*** Source information

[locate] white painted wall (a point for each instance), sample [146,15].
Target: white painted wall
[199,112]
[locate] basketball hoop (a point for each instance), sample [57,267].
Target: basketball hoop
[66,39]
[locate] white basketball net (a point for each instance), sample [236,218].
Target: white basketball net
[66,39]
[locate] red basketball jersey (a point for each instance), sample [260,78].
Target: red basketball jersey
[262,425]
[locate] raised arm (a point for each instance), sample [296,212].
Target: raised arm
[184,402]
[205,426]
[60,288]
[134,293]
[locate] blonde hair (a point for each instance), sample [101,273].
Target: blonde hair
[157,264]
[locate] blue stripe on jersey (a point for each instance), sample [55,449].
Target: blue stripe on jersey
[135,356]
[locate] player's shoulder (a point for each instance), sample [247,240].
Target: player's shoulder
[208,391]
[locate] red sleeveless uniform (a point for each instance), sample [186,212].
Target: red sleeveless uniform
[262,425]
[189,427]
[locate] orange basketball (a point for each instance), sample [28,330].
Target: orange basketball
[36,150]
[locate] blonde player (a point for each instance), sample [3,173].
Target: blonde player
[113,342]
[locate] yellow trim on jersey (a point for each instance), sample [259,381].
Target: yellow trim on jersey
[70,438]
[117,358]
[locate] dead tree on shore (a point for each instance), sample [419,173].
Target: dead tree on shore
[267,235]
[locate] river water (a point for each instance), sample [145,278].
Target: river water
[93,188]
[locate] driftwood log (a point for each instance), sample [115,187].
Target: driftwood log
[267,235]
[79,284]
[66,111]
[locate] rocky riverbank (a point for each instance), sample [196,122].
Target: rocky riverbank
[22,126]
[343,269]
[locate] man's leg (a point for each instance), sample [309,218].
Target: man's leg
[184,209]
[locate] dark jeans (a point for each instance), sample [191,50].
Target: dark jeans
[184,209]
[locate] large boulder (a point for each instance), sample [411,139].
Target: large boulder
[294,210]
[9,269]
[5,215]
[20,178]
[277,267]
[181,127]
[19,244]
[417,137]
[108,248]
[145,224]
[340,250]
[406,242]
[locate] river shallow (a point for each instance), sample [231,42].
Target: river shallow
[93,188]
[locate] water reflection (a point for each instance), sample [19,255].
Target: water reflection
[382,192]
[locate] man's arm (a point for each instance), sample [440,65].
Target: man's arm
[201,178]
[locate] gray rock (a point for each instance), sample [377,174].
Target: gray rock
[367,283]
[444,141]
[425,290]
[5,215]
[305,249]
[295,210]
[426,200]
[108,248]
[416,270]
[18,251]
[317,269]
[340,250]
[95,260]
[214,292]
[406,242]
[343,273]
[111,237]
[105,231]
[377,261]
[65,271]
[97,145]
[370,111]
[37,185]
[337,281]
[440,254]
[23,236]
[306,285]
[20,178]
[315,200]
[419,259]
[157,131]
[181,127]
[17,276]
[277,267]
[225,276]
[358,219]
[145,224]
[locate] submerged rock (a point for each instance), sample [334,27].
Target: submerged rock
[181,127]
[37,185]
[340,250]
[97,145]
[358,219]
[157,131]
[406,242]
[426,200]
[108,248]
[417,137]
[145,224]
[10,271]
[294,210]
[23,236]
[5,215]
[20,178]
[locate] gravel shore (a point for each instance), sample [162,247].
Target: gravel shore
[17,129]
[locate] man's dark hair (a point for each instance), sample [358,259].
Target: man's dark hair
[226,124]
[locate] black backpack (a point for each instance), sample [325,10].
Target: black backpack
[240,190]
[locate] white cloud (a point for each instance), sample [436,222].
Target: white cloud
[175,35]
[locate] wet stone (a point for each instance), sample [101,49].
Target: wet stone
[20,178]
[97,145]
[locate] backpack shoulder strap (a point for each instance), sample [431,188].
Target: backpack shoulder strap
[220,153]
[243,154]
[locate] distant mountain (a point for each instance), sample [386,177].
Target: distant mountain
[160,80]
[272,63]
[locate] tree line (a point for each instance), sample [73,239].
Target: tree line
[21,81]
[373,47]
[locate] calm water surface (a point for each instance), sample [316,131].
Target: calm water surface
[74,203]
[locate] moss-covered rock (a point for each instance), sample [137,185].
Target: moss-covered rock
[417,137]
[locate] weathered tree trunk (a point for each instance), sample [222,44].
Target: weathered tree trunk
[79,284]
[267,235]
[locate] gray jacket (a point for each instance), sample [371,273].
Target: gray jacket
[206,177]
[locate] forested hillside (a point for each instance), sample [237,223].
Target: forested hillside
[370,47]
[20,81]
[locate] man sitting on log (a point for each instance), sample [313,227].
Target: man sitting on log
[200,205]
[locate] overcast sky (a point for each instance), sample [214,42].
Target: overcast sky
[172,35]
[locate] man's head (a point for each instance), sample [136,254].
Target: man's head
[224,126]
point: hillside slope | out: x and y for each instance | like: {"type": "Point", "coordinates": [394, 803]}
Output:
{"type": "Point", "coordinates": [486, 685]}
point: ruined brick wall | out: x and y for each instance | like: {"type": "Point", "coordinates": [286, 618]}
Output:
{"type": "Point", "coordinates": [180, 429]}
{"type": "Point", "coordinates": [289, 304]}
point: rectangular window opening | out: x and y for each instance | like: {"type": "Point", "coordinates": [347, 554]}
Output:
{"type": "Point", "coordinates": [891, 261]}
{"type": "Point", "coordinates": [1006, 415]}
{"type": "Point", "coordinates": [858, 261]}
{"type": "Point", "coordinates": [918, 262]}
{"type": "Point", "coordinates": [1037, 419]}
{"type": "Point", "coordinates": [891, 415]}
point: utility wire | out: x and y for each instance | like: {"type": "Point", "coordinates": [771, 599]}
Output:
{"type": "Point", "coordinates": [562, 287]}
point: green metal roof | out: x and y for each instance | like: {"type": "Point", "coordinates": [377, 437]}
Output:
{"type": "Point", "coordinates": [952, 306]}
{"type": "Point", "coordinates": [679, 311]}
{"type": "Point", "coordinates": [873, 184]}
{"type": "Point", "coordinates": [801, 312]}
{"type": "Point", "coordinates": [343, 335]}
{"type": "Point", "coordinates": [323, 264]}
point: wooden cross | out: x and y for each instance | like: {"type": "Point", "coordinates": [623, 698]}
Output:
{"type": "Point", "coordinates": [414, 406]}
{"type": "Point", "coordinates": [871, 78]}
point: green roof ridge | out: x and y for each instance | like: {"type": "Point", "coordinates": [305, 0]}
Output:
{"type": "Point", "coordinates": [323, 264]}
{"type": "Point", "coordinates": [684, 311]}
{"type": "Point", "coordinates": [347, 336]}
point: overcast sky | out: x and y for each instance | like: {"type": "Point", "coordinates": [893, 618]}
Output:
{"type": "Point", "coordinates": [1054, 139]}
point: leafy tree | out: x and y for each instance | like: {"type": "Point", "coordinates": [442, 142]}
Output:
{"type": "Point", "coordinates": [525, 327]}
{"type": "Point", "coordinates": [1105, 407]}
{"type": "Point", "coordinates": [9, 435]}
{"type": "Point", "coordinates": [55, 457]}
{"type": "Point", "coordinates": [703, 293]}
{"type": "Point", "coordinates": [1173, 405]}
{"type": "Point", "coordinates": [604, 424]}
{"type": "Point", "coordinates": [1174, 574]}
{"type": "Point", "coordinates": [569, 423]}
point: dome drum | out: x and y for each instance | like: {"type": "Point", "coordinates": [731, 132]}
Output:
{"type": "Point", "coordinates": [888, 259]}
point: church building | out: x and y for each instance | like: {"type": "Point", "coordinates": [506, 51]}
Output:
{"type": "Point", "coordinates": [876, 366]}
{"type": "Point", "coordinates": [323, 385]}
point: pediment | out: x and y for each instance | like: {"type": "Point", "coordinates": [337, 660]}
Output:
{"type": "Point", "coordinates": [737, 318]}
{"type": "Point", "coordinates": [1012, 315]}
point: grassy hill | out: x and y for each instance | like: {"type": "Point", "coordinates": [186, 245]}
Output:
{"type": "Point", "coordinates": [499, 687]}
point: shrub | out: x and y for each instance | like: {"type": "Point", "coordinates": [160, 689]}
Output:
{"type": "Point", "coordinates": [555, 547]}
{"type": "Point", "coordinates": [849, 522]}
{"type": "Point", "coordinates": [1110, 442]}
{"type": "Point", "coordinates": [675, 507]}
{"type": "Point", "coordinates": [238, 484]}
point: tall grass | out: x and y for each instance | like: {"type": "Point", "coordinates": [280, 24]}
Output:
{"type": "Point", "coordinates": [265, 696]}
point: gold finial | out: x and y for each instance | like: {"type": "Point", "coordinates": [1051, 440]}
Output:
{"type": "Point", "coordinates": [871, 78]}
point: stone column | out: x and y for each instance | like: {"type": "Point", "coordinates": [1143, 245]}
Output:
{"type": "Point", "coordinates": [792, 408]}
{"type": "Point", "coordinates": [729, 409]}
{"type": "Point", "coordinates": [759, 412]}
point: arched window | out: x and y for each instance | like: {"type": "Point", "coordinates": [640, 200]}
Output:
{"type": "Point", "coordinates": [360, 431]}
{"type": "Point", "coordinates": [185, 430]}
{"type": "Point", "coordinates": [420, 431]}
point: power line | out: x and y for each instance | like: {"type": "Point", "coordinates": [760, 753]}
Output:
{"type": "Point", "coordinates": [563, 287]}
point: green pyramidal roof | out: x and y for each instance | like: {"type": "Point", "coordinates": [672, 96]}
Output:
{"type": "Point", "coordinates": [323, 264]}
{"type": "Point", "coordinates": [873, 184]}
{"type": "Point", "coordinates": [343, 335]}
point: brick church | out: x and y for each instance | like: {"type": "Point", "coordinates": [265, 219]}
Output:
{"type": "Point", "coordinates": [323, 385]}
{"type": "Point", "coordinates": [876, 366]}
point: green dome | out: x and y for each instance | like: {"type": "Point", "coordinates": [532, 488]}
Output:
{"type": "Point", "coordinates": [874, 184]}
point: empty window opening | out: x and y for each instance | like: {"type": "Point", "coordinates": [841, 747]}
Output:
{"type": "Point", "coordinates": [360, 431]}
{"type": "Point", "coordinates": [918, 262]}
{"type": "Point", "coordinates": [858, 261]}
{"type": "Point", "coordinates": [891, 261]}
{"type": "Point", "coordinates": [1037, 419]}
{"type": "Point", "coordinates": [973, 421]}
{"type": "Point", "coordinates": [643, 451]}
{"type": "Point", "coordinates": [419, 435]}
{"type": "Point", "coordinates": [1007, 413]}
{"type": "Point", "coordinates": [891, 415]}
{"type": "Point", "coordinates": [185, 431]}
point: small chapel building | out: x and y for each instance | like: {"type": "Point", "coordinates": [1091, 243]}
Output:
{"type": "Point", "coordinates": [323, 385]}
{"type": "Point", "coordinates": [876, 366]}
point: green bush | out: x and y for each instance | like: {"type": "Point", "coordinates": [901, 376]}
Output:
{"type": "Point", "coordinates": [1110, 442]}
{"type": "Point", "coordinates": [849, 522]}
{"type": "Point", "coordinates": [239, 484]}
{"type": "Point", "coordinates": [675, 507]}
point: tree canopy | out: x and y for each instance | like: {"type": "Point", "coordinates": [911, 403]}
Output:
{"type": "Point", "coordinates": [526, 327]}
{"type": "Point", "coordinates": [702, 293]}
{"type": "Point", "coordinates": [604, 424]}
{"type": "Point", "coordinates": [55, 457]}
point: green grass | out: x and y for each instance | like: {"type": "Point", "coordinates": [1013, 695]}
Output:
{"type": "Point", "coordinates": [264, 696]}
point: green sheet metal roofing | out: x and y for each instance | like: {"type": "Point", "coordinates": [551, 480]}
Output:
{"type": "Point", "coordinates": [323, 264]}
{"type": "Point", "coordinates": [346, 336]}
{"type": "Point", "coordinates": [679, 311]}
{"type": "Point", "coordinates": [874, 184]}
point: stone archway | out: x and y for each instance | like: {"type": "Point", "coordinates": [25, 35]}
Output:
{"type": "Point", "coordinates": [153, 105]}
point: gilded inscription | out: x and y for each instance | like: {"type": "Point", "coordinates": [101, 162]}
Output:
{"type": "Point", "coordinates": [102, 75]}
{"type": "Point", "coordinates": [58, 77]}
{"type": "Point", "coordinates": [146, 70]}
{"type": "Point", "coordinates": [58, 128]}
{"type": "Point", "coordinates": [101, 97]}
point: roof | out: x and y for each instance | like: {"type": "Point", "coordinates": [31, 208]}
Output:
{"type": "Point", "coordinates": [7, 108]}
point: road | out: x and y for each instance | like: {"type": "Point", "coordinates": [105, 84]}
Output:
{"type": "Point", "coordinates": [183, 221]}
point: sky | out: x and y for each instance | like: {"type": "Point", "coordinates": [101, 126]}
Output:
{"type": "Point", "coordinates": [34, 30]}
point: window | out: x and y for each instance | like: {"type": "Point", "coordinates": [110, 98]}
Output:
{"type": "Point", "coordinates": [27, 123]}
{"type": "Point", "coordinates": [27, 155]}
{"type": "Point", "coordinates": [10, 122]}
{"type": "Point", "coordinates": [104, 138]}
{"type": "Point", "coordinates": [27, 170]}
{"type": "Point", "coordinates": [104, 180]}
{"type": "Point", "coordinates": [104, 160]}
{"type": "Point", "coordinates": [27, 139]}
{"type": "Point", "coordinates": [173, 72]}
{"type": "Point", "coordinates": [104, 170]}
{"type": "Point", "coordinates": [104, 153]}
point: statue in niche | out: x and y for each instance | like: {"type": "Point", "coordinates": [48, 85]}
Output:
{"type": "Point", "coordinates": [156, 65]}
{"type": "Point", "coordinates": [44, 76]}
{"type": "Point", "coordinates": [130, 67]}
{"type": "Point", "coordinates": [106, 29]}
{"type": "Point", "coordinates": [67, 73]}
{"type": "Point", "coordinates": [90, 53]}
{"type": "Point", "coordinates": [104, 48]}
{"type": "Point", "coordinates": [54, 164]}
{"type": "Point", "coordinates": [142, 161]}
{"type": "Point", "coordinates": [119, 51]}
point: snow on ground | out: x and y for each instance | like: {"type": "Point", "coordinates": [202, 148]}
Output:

******

## What you will do
Among the entries above, find the line with "point: power line" and the line with "point: green bush"; give again exactly these two lines and all lines between them.

## Your solution
point: power line | out: x and y for each instance | like: {"type": "Point", "coordinates": [760, 753]}
Output:
{"type": "Point", "coordinates": [563, 287]}
point: green pyramidal roof | out: x and y for each instance | like: {"type": "Point", "coordinates": [672, 96]}
Output:
{"type": "Point", "coordinates": [323, 264]}
{"type": "Point", "coordinates": [873, 184]}
{"type": "Point", "coordinates": [343, 335]}
point: brick church | out: x and y for each instance | like: {"type": "Point", "coordinates": [265, 219]}
Output:
{"type": "Point", "coordinates": [323, 385]}
{"type": "Point", "coordinates": [876, 366]}
point: green dome | out: x and y for each instance | like: {"type": "Point", "coordinates": [532, 488]}
Output:
{"type": "Point", "coordinates": [874, 184]}
point: empty window opening | out: x and y for each instance | like: {"type": "Point", "coordinates": [841, 747]}
Output:
{"type": "Point", "coordinates": [360, 431]}
{"type": "Point", "coordinates": [918, 262]}
{"type": "Point", "coordinates": [858, 261]}
{"type": "Point", "coordinates": [891, 261]}
{"type": "Point", "coordinates": [1037, 419]}
{"type": "Point", "coordinates": [973, 421]}
{"type": "Point", "coordinates": [643, 451]}
{"type": "Point", "coordinates": [419, 435]}
{"type": "Point", "coordinates": [1007, 413]}
{"type": "Point", "coordinates": [891, 415]}
{"type": "Point", "coordinates": [185, 431]}
point: small chapel building | out: x and y for each instance | like: {"type": "Point", "coordinates": [1091, 243]}
Output:
{"type": "Point", "coordinates": [323, 385]}
{"type": "Point", "coordinates": [876, 366]}
point: green bush | out: x and y for each instance | like: {"type": "Point", "coordinates": [901, 376]}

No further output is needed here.